Rows from a pointing dataset:
_ _ _ _
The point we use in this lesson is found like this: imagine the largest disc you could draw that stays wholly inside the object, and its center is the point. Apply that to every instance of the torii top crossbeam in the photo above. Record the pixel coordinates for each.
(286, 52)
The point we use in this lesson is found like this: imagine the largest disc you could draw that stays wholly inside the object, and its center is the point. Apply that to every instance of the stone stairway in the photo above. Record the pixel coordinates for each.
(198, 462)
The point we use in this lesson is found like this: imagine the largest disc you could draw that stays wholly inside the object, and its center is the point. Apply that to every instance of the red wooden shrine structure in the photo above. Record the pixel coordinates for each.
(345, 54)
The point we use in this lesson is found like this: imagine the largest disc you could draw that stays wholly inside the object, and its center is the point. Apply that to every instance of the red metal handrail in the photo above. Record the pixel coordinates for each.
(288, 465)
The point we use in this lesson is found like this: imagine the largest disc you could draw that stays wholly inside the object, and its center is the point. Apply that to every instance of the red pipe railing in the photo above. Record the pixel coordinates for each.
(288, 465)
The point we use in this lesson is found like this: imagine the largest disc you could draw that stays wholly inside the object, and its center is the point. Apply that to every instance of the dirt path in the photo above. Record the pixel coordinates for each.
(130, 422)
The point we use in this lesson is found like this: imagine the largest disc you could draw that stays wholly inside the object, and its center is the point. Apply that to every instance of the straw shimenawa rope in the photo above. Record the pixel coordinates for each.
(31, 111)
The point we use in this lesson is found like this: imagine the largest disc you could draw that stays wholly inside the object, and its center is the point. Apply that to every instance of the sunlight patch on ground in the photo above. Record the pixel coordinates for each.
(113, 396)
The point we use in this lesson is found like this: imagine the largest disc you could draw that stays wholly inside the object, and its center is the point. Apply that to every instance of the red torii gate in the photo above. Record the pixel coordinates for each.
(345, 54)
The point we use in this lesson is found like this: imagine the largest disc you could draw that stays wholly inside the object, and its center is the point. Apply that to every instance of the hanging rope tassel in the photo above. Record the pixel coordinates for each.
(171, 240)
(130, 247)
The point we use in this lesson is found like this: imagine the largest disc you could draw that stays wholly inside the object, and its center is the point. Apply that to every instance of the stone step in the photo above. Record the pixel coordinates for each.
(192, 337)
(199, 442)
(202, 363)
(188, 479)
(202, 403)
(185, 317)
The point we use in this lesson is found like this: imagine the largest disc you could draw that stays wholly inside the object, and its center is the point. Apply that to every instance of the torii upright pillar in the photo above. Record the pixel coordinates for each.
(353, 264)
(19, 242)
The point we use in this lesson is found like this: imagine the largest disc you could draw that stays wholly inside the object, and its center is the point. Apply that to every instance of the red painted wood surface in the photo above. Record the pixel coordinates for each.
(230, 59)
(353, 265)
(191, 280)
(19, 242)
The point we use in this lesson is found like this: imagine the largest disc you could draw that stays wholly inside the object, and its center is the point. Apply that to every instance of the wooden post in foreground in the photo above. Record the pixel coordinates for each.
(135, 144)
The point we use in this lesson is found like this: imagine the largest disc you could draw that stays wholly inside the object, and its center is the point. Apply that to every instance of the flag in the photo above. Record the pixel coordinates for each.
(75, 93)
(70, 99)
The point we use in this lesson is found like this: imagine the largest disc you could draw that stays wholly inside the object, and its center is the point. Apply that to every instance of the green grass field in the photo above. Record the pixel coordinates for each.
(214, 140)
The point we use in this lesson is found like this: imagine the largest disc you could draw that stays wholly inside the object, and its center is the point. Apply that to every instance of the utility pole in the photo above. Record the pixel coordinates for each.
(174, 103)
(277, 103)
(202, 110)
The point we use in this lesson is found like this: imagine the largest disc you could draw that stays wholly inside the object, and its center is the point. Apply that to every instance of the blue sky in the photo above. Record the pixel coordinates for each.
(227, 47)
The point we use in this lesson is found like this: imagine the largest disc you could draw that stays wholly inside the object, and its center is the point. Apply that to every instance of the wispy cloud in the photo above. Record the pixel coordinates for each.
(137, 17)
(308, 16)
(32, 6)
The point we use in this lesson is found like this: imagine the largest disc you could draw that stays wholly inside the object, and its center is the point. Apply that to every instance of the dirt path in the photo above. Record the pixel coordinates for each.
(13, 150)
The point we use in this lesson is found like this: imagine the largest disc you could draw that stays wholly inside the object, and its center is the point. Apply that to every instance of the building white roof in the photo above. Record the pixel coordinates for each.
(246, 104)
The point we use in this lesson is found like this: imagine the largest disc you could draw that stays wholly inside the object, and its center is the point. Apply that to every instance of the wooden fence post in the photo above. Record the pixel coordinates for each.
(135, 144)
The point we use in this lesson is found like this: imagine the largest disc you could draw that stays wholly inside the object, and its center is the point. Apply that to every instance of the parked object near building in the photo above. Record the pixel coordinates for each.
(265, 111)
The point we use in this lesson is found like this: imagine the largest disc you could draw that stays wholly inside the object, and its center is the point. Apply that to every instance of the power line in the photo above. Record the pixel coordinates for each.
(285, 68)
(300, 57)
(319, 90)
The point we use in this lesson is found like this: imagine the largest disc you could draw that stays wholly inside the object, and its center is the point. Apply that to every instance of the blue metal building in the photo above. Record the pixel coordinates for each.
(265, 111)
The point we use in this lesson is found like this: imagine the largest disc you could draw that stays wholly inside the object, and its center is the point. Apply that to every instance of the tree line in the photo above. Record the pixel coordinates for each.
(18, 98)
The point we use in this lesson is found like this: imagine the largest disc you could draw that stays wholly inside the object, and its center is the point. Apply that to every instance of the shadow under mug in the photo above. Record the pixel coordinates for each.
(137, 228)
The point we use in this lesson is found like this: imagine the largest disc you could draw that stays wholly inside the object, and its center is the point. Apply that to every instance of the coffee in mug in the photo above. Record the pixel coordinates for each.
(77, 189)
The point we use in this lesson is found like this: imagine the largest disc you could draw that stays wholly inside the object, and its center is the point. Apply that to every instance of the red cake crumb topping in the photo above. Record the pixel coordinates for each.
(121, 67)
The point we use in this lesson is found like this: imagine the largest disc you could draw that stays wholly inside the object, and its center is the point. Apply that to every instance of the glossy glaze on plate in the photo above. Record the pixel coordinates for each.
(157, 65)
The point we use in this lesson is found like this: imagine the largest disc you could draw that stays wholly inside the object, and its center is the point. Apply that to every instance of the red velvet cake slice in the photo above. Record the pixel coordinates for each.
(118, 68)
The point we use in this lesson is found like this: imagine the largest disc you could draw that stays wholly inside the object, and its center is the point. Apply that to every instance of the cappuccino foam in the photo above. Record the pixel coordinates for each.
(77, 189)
_ _ _ _
▶ **EXERCISE**
Recast the lines of the listing as a numbered list, starting at the line that contains "of the cappuccino" and ending at the last line of the listing. Skip any blank lines.

▶ **FINAL RESULT**
1. The point we use in this lesson is found like this: imagine the largest disc you could draw that stays wholly inside the object, and its center is the point. Apply that to every instance of the cappuccino foam in the photo above. Record the pixel coordinates for each.
2. (77, 189)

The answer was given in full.